Selected passage >>
◆ ◆ ◆

After no call was received within 24 hours, the scribe phoned the Link of Sudden again to inquire. The new underling also said the castle was unserviceable which led the scribe to explain again the nature of this potentially incorrect claim and the lack of call backs. A little digging on the underling’s part and a note from the local dispatcher was discovered stating that the house actually was serviceable and that an installation could take place at my request. Nice of them to alert the scribe, no? The next available installation date, of course, was a week away and no argument would be brooked otherwise.

Because the scribe has his intelligent personal telephony device that is equipped with the web of the whole wide world and unlimited data, he is able to check his Mail of E. In order to get some of his bigger projects accomplished faster, though, he had to take his lap of top down to his former workplace at the place where they hide the books and use their wireless connection to the web of the whole wide world. He was therefore also able to hang out with his former coworkers and shoot the shit. The only former Rogue Patron he was able to see, though, was Mr. W. Perfect.

A week later, the next installation tech arrived, took one look at the wiring from road level and again announced it was unserviceable. The scribe was hardly surprised and said as much to the installer. The installer said that from what he could see there was no way to make the castle compliant with the needs of the Link of Sudden with its current setup. What was needed was to have the Link of Sudden send out a surveyor to assess the situation and make recommendations for how best to proceed. Perhaps, he supposed, the necessary cables could be connected to the power and phone pole directly behind the new castle, since they couldn’t be run from the street far beyond.

◆ ◆ ◆

Data provided >>
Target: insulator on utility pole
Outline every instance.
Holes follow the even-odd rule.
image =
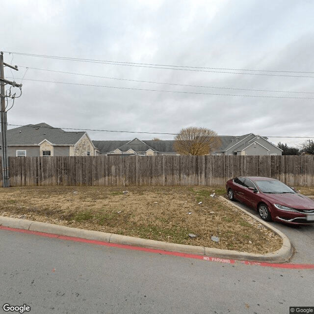
[[[0,104],[1,105],[1,137],[2,144],[2,180],[3,187],[10,186],[9,177],[9,159],[7,155],[7,143],[6,142],[6,132],[7,131],[7,121],[6,111],[5,111],[5,95],[4,86],[6,84],[14,87],[21,87],[22,85],[17,84],[15,82],[11,82],[4,79],[4,66],[9,67],[13,70],[18,70],[17,66],[11,65],[3,62],[3,52],[0,52]]]

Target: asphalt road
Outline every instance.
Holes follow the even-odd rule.
[[[26,304],[32,314],[288,314],[289,306],[314,306],[313,269],[222,264],[4,230],[0,237],[1,308]]]
[[[235,203],[256,217],[261,218],[255,210],[239,202],[236,201]],[[291,262],[314,264],[314,225],[293,226],[273,221],[269,223],[290,239],[295,249],[290,260]]]

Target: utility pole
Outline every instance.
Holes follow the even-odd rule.
[[[5,95],[4,86],[7,84],[14,87],[21,87],[22,85],[16,84],[15,82],[11,82],[4,79],[4,66],[9,67],[13,70],[18,71],[17,67],[13,67],[3,62],[3,52],[0,52],[0,103],[1,104],[1,136],[2,138],[2,179],[3,183],[3,187],[9,187],[10,183],[9,181],[9,159],[7,155],[7,143],[6,142],[6,131],[7,130],[7,121],[6,119],[6,111],[5,108]]]

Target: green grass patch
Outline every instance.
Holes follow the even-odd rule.
[[[74,217],[74,220],[78,222],[82,222],[85,220],[90,220],[94,216],[89,211],[83,211],[77,213]]]
[[[240,226],[242,226],[242,227],[252,227],[251,224],[247,221],[245,221],[245,220],[243,220],[243,219],[240,219],[239,221],[239,224]]]
[[[117,195],[123,195],[123,192],[121,192],[121,191],[115,191],[114,192],[111,192],[110,193],[110,195],[112,196],[116,196]]]

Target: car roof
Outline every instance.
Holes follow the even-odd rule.
[[[273,179],[272,178],[267,178],[266,177],[247,177],[246,176],[239,176],[238,178],[246,178],[251,180],[252,181],[278,181],[278,180],[275,179]]]

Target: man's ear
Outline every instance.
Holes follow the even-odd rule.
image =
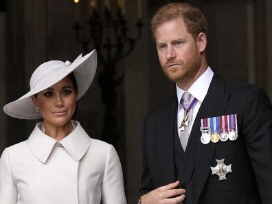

◆ ◆ ◆

Instructions to follow >> Return the full account of the scribe's internet installation, word for word. The records are separate material and have no connection to the account of the scribe's internet installation.

Answer space >>
After no call was received within 24 hours, the scribe phoned the Link of Sudden again to inquire. The new underling also said the castle was unserviceable which led the scribe to explain again the nature of this potentially incorrect claim and the lack of call backs. A little digging on the underling’s part and a note from the local dispatcher was discovered stating that the house actually was serviceable and that an installation could take place at my request. Nice of them to alert the scribe, no? The next available installation date, of course, was a week away and no argument would be brooked otherwise.

Because the scribe has his intelligent personal telephony device that is equipped with the web of the whole wide world and unlimited data, he is able to check his Mail of E. In order to get some of his bigger projects accomplished faster, though, he had to take his lap of top down to his former workplace at the place where they hide the books and use their wireless connection to the web of the whole wide world. He was therefore also able to hang out with his former coworkers and shoot the shit. The only former Rogue Patron he was able to see, though, was Mr. W. Perfect.

A week later, the next installation tech arrived, took one look at the wiring from road level and again announced it was unserviceable. The scribe was hardly surprised and said as much to the installer. The installer said that from what he could see there was no way to make the castle compliant with the needs of the Link of Sudden with its current setup. What was needed was to have the Link of Sudden send out a surveyor to assess the situation and make recommendations for how best to proceed. Perhaps, he supposed, the necessary cables could be connected to the power and phone pole directly behind the new castle, since they couldn’t be run from the street far beyond.